===== RECORDS FOR THE EXERCISE
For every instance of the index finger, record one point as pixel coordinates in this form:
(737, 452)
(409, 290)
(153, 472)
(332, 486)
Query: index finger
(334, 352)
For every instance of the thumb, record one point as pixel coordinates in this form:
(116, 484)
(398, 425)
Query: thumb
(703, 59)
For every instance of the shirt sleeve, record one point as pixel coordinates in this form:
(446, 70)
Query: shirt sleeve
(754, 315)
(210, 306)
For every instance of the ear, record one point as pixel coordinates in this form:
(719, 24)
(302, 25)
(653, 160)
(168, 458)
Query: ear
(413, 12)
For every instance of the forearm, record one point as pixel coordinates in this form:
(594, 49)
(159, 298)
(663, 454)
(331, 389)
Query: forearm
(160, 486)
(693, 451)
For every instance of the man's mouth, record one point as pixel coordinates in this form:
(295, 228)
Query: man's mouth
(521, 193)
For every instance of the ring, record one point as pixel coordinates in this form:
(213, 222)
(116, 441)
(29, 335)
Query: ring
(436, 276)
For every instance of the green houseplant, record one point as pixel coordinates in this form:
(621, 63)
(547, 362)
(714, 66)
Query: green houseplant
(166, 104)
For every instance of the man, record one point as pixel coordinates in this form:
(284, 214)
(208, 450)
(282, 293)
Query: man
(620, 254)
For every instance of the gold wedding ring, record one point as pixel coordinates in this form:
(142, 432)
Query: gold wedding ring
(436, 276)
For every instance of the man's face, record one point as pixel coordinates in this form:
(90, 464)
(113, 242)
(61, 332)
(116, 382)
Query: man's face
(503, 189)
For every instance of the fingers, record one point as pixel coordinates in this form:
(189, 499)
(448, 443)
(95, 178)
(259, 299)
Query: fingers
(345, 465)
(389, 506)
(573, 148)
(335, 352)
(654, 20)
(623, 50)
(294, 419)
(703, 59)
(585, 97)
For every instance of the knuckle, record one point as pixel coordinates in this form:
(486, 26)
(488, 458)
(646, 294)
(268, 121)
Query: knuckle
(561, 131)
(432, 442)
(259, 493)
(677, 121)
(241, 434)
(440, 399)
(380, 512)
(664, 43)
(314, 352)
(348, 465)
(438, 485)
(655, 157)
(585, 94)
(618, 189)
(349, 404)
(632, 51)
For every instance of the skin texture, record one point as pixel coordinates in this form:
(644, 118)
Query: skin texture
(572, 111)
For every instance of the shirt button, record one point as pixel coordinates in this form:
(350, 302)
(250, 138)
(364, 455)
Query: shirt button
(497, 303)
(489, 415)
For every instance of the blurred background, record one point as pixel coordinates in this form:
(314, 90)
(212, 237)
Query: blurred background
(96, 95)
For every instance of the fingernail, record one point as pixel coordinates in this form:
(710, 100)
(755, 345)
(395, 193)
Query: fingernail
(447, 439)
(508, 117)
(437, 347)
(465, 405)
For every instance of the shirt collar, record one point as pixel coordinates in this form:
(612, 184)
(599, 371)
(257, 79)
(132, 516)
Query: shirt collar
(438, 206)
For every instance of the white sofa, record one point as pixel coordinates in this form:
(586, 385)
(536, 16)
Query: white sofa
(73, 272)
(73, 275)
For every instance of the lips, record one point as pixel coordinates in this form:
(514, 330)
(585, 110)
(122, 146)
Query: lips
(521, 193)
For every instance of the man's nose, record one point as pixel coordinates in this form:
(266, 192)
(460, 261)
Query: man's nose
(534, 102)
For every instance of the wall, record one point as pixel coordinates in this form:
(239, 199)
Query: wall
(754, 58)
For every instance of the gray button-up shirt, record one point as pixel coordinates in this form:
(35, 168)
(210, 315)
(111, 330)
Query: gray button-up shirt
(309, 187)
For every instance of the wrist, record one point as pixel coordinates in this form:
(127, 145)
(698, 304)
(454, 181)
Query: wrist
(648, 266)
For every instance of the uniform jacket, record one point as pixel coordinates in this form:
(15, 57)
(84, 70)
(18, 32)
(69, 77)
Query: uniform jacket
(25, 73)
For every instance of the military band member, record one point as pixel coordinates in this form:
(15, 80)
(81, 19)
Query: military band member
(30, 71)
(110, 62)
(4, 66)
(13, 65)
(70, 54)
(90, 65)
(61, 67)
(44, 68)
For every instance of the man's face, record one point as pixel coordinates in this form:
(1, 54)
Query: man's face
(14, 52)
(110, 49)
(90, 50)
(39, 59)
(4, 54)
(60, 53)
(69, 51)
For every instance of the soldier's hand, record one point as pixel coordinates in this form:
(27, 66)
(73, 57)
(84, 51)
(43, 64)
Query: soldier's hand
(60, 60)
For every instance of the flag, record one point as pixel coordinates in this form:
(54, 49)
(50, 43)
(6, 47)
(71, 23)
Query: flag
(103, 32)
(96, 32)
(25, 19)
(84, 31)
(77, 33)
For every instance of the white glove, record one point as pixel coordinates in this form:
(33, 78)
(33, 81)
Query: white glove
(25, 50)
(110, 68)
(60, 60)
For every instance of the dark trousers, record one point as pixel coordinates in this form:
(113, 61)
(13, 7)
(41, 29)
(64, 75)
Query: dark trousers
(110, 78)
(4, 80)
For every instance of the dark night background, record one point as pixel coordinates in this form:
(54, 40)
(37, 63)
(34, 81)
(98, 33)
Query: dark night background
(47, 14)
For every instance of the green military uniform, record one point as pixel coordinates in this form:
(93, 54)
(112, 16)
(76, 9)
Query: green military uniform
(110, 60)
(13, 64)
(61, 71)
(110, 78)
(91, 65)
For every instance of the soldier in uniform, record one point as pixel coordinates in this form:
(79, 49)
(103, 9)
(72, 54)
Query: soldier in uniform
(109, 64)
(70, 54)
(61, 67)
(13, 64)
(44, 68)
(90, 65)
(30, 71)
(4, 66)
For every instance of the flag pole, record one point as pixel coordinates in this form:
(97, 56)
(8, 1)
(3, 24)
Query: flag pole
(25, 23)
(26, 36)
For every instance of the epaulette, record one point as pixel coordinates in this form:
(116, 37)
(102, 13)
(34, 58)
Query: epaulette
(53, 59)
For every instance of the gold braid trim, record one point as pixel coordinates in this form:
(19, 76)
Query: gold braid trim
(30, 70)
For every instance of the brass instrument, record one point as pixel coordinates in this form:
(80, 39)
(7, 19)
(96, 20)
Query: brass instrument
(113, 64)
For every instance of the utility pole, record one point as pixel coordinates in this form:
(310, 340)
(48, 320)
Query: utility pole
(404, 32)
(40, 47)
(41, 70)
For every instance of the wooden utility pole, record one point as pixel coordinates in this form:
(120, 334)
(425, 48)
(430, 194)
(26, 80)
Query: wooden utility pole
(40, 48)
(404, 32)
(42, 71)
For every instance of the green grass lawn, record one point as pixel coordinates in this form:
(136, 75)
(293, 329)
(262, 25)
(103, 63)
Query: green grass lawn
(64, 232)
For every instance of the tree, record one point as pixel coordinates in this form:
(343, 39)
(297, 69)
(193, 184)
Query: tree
==========
TASK TO CARRY OUT →
Reproduce the listing above verbatim, from first line to last.

RESULT FOR THIS EXERCISE →
For every instance of the index finger, record one point as pixel coordinates in this form:
(737, 452)
(409, 290)
(153, 472)
(332, 486)
Query: index finger
(334, 352)
For every instance of the thumb, record one point as pixel coordinates in this form:
(116, 484)
(398, 425)
Query: thumb
(703, 59)
For every instance of the shirt sleeve, record one point as pixel coordinates in this form:
(446, 70)
Query: shirt sleeve
(754, 315)
(210, 306)
For every instance of the ear, record one point as pixel coordinates in this form:
(719, 24)
(302, 25)
(653, 160)
(168, 458)
Query: ear
(413, 12)
For every instance of the forearm, record one point as pixel coordinates in this form:
(594, 49)
(159, 298)
(663, 454)
(331, 389)
Query: forearm
(160, 486)
(693, 451)
For every instance of the man's mouth, record one point as pixel coordinates in this form:
(295, 228)
Query: man's mouth
(521, 193)
For every instance of the ring, record one point as pixel coordinates in this form:
(213, 222)
(116, 441)
(29, 335)
Query: ring
(436, 276)
For every instance of the green houseplant, record one point as pixel coordinates in this form:
(621, 63)
(547, 362)
(714, 66)
Query: green houseplant
(166, 104)
For every instance of the man, record one point as pixel coordinates in this form:
(284, 214)
(208, 450)
(282, 293)
Query: man
(620, 254)
For every instance of the gold wedding ring, record one point as pixel coordinates in this form:
(142, 432)
Query: gold wedding ring
(436, 276)
For every instance of the man's face, record one point as pixel coordinates in this form:
(90, 464)
(113, 242)
(61, 332)
(116, 382)
Query: man's face
(503, 189)
For every instance of the fingers, record one point as pixel coordinates in this form:
(189, 499)
(448, 443)
(95, 178)
(259, 299)
Query: fingers
(345, 465)
(389, 506)
(573, 148)
(335, 352)
(654, 20)
(623, 50)
(294, 419)
(703, 59)
(585, 97)
For every instance of the knuckle, record one point as pixel coordinates in this form:
(486, 26)
(488, 458)
(646, 294)
(268, 121)
Query: knuckle
(561, 131)
(432, 442)
(259, 493)
(677, 121)
(241, 434)
(440, 399)
(380, 512)
(664, 43)
(314, 352)
(348, 465)
(438, 485)
(655, 157)
(585, 94)
(618, 189)
(349, 404)
(632, 51)
For every instance of the skin texture, record one point as pixel coordinates in this form:
(644, 118)
Query: skin texture
(572, 111)
For every instance of the shirt button, record one point as pixel coordinates in this form:
(350, 302)
(250, 138)
(364, 455)
Query: shirt button
(497, 303)
(489, 415)
For every instance of the blurred background, record one point as pixel coordinates in this form:
(314, 90)
(212, 237)
Query: blurred background
(96, 95)
For every instance of the fingernail, record one point as pixel coordinates in this form:
(710, 100)
(755, 345)
(395, 193)
Query: fingernail
(447, 439)
(508, 117)
(437, 347)
(465, 405)
For every instance of the shirt collar, record one point as pixel coordinates in this form:
(612, 184)
(599, 371)
(257, 79)
(132, 516)
Query: shirt collar
(438, 206)
For every instance of the white sofa, record one point as pixel coordinates in this form:
(586, 385)
(536, 16)
Query: white sofa
(73, 272)
(73, 275)
For every instance of the lips, record one point as pixel coordinates in this form:
(514, 330)
(585, 110)
(122, 146)
Query: lips
(521, 193)
For every instance of the man's nose, record one point as pixel coordinates in this form:
(266, 192)
(460, 261)
Query: man's nose
(534, 102)
For every instance of the wall, record one point as pixel coordinates in this form:
(239, 199)
Query: wall
(754, 58)
For every instance of the gray button-up shirt, record one point as pixel coordinates in this form:
(35, 168)
(210, 315)
(111, 330)
Query: gray button-up shirt
(309, 187)
For every instance of the wrist, record one point as pixel coordinates in this form:
(127, 145)
(698, 304)
(454, 181)
Query: wrist
(648, 266)
For every instance of the uniform jacket, record one point as pixel coordinates in this form:
(15, 57)
(84, 70)
(18, 32)
(69, 77)
Query: uniform jacket
(25, 73)
For every instance of the military band member, record one point as pixel coordinates in this form:
(15, 80)
(81, 19)
Query: military band member
(30, 71)
(110, 62)
(4, 66)
(13, 65)
(70, 54)
(90, 65)
(61, 67)
(44, 68)
For every instance of the man's face, record one point as pixel coordinates in this form:
(1, 54)
Query: man's face
(14, 52)
(110, 49)
(90, 50)
(39, 59)
(4, 54)
(60, 53)
(69, 51)
For every instance of the soldier's hand, record one point as pixel coordinates in this form:
(27, 66)
(73, 57)
(84, 51)
(43, 64)
Query: soldier's hand
(60, 60)
For every instance of the flag, record one point as pixel coordinates in this form:
(54, 49)
(50, 43)
(6, 47)
(71, 23)
Query: flag
(103, 32)
(96, 32)
(25, 19)
(84, 31)
(77, 33)
For every instance of the white glove, record one point as pixel coordinates in this form:
(33, 78)
(33, 81)
Query: white glove
(25, 50)
(110, 68)
(60, 60)
For every instance of the dark trousers, record one point as pixel coordinates in this form:
(113, 61)
(13, 7)
(41, 29)
(64, 75)
Query: dark trousers
(110, 78)
(4, 80)
For every instance of the dark night background, record one point as pixel coordinates in this form:
(54, 40)
(37, 63)
(34, 81)
(98, 33)
Query: dark night background
(47, 14)
For every instance of the green military uniform, record one point as pixel coordinates in this form:
(93, 54)
(112, 16)
(76, 9)
Query: green military uniform
(110, 60)
(13, 64)
(61, 71)
(110, 78)
(91, 65)
For every instance of the soldier in uniform, record one point as pixel coordinates in this form:
(79, 49)
(103, 9)
(72, 54)
Query: soldier in uniform
(109, 64)
(70, 54)
(61, 67)
(13, 64)
(44, 68)
(90, 65)
(30, 71)
(4, 66)
For every instance of the flag pole, record one point as pixel coordinates in this form:
(97, 56)
(8, 1)
(3, 24)
Query: flag pole
(25, 23)
(26, 36)
For every instance of the epaulette, record one point as pixel coordinates in this form:
(116, 37)
(102, 13)
(34, 58)
Query: epaulette
(53, 59)
For every instance of the gold braid trim, record one point as pixel coordinates in this form:
(19, 76)
Query: gold braid trim
(30, 70)
For every instance of the brass instrument, record one point as pixel coordinates in this form:
(80, 39)
(7, 19)
(96, 20)
Query: brass instrument
(113, 64)
For every instance of the utility pole, record one point as pixel coordinates in this form:
(310, 340)
(48, 320)
Query: utility pole
(404, 32)
(40, 47)
(41, 70)
For every instance of the wooden utility pole, record one point as pixel coordinates in this form:
(120, 334)
(425, 48)
(430, 194)
(26, 80)
Query: wooden utility pole
(40, 48)
(404, 32)
(42, 71)
For every instance of the green grass lawn, record one point as pixel coordinates in this form:
(136, 75)
(293, 329)
(262, 25)
(103, 63)
Query: green grass lawn
(64, 232)
For every instance of the tree, record one point as pixel coordinates in this form:
(343, 39)
(297, 69)
(193, 184)
Query: tree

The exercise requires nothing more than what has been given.